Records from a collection
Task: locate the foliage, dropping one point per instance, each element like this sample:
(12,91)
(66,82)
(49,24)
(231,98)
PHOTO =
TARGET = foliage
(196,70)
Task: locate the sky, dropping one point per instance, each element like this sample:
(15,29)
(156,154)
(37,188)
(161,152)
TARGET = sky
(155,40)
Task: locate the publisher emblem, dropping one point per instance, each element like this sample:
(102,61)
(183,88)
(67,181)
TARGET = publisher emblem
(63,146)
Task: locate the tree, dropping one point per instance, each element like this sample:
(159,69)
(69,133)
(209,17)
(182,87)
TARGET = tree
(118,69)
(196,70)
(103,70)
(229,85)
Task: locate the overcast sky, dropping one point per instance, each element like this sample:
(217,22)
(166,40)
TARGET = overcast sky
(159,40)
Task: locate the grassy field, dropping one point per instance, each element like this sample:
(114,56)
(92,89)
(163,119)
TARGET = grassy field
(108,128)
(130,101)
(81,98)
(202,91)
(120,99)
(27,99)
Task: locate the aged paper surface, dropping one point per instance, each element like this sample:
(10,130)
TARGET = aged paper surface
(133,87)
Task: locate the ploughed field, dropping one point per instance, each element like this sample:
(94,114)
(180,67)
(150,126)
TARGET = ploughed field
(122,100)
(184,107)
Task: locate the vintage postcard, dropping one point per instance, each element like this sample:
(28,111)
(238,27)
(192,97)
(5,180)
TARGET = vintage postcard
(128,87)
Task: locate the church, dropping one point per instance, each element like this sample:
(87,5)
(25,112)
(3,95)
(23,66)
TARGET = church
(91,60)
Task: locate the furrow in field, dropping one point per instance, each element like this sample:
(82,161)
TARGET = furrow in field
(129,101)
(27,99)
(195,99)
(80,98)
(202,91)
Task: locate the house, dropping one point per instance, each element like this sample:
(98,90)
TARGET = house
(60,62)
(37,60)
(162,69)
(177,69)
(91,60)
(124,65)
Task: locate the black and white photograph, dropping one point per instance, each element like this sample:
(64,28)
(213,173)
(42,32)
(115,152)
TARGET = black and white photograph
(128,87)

* **Task objective**: Reproduce every line of the listing above word for word.

* **The reply**:
Task: locate the foliage, dropping one point per instance, each element like this sample:
(12,91)
(66,82)
(49,24)
(231,98)
PHOTO =
TARGET = foliage
(196,70)
Task: locate the sky, dropping one point per instance, each element like this sample:
(15,29)
(156,154)
(37,188)
(161,152)
TARGET = sky
(155,40)
Task: locate the publisher emblem, dropping one point per instance, each element like this sample:
(102,61)
(183,88)
(67,181)
TARGET = publisher emblem
(63,146)
Task: locate the tree, dropping one point per instance, each element like this sample:
(159,69)
(69,133)
(209,17)
(182,87)
TARGET = tree
(118,69)
(196,70)
(103,70)
(229,85)
Task: locate the overcast sky, dropping one point per instance, each element like this sample:
(217,22)
(166,40)
TARGET = overcast sky
(159,40)
Task: locate the grassy field, dropping one point per instance, each element like this sample:
(114,56)
(92,89)
(163,119)
TARGET = grassy field
(108,128)
(130,101)
(81,98)
(202,91)
(120,99)
(27,99)
Task: locate the aged paper surface, dropping one point per instance, each element like this sample:
(10,130)
TARGET = aged paper surface
(133,87)
Task: locate the ploughed field, dropping one point per instance, each element like this sample:
(94,114)
(180,67)
(150,126)
TARGET = ploughed field
(122,100)
(184,107)
Task: locate the vintage postcard, dropping one point per instance, each element like this sample:
(28,111)
(238,27)
(192,97)
(5,180)
TARGET = vintage postcard
(128,87)
Task: locate the church, dropping one point per instance, each element like this sample:
(87,5)
(25,112)
(3,95)
(23,66)
TARGET = church
(91,60)
Task: locate the furrow in field, dropping one point per instance, each element like this sample:
(82,161)
TARGET = furrow in field
(129,101)
(27,99)
(195,99)
(80,98)
(202,91)
Task: locate the house, dropping one point per instance, each element like this sample:
(98,90)
TARGET = house
(60,62)
(37,60)
(162,69)
(177,69)
(91,60)
(124,65)
Task: locate the black and white photograph, dropping one point per instance, each element like this sample:
(64,28)
(213,173)
(42,32)
(115,152)
TARGET = black and white photograph
(128,87)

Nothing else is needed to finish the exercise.